━━ TEXT FOR ANALYSIS
Monday, March 31, 2014

Standard Recipes for 50: Metric Edition: For employee cafeterias and other large food services.

Standard Recipes for 50: Metric Edition: For employee cafeterias and other large food services.  Paperback book spiral bound published by The Australian Government Publishing Service 1986, 255 pages.

“This book contains recipes for larger quantities of food. The first edition of Standard Recipes for Fifty was written and published in 1942. This is the twelth revision or reprint since then and the object has been to progressively incorporate changes to help users keep abreast of developments in the large-scale catering field and improve the quality of food produced in their services. Full account has been taken of nutritional and cost considerations, with the number of recipes included in this volume exceeding seven hundred of proven popularity.”

It seems like just yesterday that I wrote about a similar book that concentrated on the catering of salads for large numbers of people… or small numbers of large people. This title was published a few years later and obviously covers a broader range of food as the world is not made up of salad alone.  It caters for Australian tastes in large quantities and apparently was an excellent source of catering information here in Australia for many years, with nursing homes being particularly fond of some of the more Aussie dishes such as Sweet and Sour Pork, Moussaka and Meatballs in Curry Sauce.  It does also have a recipe for Lancashire Hotpot that serves 50.

I always imagine someone who is about to have a big dinner party, or has been roped into catering for a wedding (on the cheap) wanting/needing a book such as this.  I look forward to one day being invited along to a feast of Mock Chicken Croquettes, Sausages Duchess with Meatloaf.  I have of course picked out the choiciest recipes and have failed to mention the various potato salad recipes (…yes more salad), minestrone etc. that abound in this volume. 

This copy does have some marks and minor stains on more than one page… a good indicator that it’s a book that you can go back to for at least a second serve.

Wednesday, March 26, 2014

Magic in Frosting by John McNamara.

Magic in Frosting by John McNamara.  Paperback book (spiral bound) published by Kopykake Enterprises 1980, 104 pages with colour photographs.

INTRODUCTION: We are certain that you will find this to be the most different and complete book ever written and photographed on the subject of Figure Piping with soft frostings.
━━━━
━━ DATA EXTRACT
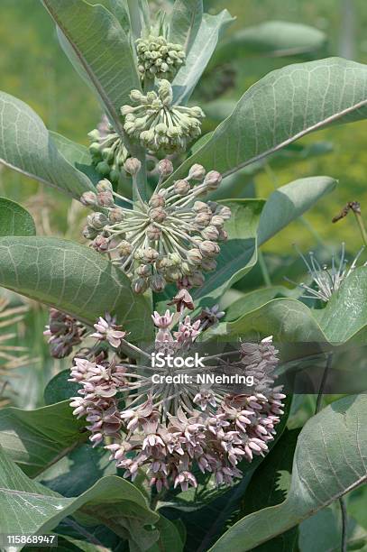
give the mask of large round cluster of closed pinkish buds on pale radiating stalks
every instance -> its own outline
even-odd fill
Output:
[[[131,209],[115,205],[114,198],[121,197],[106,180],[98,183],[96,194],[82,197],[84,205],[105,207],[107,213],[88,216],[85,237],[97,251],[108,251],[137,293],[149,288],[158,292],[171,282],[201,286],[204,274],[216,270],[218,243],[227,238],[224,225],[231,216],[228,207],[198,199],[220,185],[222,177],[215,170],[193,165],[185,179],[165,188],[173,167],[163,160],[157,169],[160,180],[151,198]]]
━━━━
━━ DATA EXTRACT
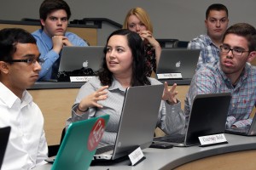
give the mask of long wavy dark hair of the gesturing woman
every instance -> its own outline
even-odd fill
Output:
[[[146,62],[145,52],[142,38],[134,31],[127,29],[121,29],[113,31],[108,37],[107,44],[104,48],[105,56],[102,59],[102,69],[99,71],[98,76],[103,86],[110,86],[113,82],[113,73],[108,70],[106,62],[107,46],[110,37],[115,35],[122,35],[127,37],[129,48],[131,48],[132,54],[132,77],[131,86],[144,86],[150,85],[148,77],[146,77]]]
━━━━
━━ DATA EXTRACT
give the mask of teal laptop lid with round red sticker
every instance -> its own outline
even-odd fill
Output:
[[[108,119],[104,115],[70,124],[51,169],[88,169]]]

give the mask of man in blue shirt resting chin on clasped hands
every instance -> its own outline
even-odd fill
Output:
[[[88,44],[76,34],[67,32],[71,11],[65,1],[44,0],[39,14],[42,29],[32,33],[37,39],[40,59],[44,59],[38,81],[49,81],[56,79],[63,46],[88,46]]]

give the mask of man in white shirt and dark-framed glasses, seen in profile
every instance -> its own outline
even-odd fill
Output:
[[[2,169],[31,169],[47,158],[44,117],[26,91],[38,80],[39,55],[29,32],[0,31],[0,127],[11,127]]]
━━━━
◆ TASK INSTRUCTIONS ◆
A: Answer these questions about the cookbook blog post:
(i) In what year was the first edition of Standard Recipes for Fifty written and published?
(ii) How many people does the Lancashire Hotpot recipe serve?
(iii) Which company published Magic in Frosting?
B: Reproduce word for word the part of the cookbook blog post that opens with the words "I always imagine" and closes with "in this volume.".

◆ SOLUTIONS ◆
A:
(i) 1942
(ii) 50
(iii) Kopykake Enterprises

B:
I always imagine someone who is about to have a big dinner party, or has been roped into catering for a wedding (on the cheap) wanting/needing a book such as this.  I look forward to one day being invited along to a feast of Mock Chicken Croquettes, Sausages Duchess with Meatloaf.  I have of course picked out the choiciest recipes and have failed to mention the various potato salad recipes (…yes more salad), minestrone etc. that abound in this volume.